Task objective: Reproduce the lines from the one containing "of the overcast" through the last line, both included, keeping the requests. In the answers only, multiply every point coordinate by 1.35 and round to a whole number, with halves rounded up.

Given records:

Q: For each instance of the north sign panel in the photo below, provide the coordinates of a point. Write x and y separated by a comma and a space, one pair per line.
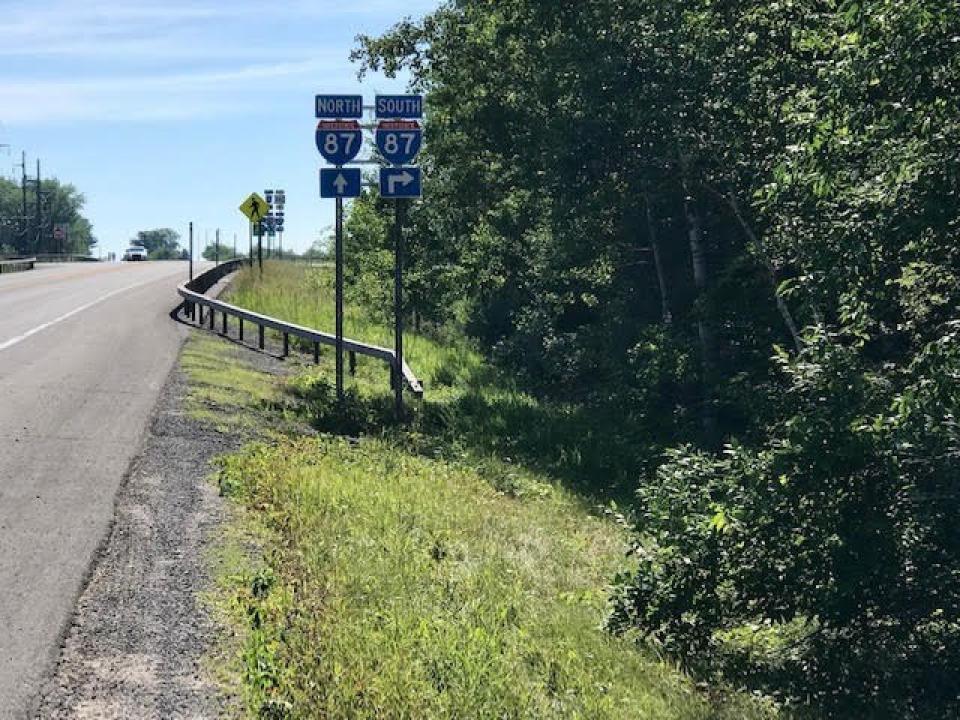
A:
339, 107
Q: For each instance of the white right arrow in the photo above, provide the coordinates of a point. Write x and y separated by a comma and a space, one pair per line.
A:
403, 179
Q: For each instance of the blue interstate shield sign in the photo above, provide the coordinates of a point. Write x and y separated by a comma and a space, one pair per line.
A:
339, 141
400, 182
340, 182
399, 141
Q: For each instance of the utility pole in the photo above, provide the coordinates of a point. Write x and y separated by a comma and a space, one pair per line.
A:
39, 235
191, 251
23, 190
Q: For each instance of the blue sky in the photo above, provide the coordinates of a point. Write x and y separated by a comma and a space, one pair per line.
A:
167, 112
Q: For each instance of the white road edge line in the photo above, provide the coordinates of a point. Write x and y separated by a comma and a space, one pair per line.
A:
76, 311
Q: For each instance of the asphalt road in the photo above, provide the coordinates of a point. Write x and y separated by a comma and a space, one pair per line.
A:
84, 352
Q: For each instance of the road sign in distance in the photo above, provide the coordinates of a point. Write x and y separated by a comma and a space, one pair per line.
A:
400, 183
254, 207
339, 141
335, 107
399, 141
399, 106
340, 182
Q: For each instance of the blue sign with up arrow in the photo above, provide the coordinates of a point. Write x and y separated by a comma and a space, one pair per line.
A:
400, 182
340, 182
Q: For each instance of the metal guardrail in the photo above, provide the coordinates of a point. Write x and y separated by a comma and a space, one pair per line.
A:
194, 297
65, 257
17, 264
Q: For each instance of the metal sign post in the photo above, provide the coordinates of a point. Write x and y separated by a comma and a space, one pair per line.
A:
399, 138
339, 298
255, 208
398, 222
260, 247
339, 139
191, 252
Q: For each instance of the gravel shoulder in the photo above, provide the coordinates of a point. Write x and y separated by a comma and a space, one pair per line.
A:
141, 636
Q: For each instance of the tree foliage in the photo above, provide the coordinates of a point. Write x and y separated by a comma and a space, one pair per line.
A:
740, 222
60, 204
161, 243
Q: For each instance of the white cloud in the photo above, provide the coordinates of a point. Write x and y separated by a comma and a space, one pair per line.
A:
120, 59
153, 97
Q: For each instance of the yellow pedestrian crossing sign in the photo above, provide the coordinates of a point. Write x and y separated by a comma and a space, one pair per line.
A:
255, 208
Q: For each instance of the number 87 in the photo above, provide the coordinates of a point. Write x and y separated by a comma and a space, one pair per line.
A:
391, 142
332, 146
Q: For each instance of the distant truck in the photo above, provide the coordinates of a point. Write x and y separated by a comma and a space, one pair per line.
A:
135, 253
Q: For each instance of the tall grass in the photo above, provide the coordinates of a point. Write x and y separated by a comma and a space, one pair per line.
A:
425, 572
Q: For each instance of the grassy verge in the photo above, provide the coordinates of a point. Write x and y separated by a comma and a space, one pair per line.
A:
416, 573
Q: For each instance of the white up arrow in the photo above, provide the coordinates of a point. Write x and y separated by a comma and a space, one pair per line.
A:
403, 179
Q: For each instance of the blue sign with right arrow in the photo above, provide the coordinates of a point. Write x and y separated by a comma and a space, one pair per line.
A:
340, 182
400, 182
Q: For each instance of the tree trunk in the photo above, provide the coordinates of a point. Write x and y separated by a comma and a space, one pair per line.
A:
658, 262
771, 270
708, 352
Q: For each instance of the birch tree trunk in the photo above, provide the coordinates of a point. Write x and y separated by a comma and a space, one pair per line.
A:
708, 350
658, 262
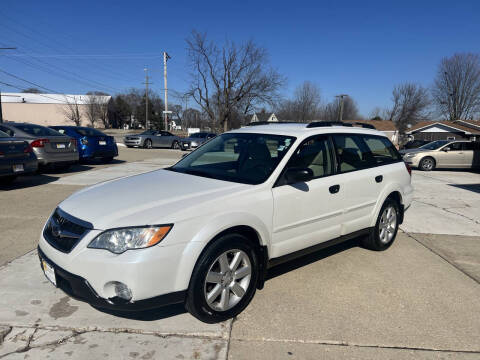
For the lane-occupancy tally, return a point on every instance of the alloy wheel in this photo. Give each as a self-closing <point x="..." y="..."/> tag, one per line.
<point x="388" y="224"/>
<point x="227" y="280"/>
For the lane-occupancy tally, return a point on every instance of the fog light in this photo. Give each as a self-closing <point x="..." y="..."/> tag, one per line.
<point x="122" y="291"/>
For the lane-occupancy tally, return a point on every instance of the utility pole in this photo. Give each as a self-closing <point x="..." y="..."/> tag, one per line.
<point x="165" y="59"/>
<point x="146" y="98"/>
<point x="1" y="112"/>
<point x="340" y="113"/>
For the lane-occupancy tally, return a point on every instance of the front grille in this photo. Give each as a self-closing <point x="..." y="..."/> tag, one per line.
<point x="63" y="233"/>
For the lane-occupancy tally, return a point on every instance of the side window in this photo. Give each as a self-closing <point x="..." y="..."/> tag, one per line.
<point x="352" y="153"/>
<point x="7" y="130"/>
<point x="455" y="146"/>
<point x="381" y="149"/>
<point x="316" y="154"/>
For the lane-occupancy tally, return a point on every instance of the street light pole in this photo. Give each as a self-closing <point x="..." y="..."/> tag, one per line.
<point x="340" y="113"/>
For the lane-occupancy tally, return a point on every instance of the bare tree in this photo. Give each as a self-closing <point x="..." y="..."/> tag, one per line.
<point x="411" y="104"/>
<point x="304" y="106"/>
<point x="71" y="110"/>
<point x="230" y="78"/>
<point x="456" y="89"/>
<point x="331" y="111"/>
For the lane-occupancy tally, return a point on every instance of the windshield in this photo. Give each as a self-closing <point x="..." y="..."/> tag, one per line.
<point x="434" y="145"/>
<point x="37" y="130"/>
<point x="239" y="157"/>
<point x="89" y="132"/>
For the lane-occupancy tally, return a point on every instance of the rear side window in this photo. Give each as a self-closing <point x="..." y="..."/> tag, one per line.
<point x="382" y="150"/>
<point x="352" y="153"/>
<point x="36" y="130"/>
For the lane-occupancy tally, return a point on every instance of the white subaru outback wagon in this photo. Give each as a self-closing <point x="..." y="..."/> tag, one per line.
<point x="204" y="231"/>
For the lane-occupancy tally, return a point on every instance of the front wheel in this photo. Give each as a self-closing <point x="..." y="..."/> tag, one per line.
<point x="386" y="227"/>
<point x="224" y="279"/>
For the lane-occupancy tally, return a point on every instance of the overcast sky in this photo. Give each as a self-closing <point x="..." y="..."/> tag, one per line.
<point x="361" y="48"/>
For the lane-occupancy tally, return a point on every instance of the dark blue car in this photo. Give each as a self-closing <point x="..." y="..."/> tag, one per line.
<point x="91" y="142"/>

Answer in full:
For the lane-occupancy tally, return a point on every instance of the overcast sky in this photo. Give each as a self-closing <point x="..." y="..."/> tag, one per line.
<point x="487" y="65"/>
For the lane-occupancy tally, return a point on every instance of the dark blue car in this photo. Give each as a self-closing <point x="..." y="..."/> tag, one per line.
<point x="123" y="192"/>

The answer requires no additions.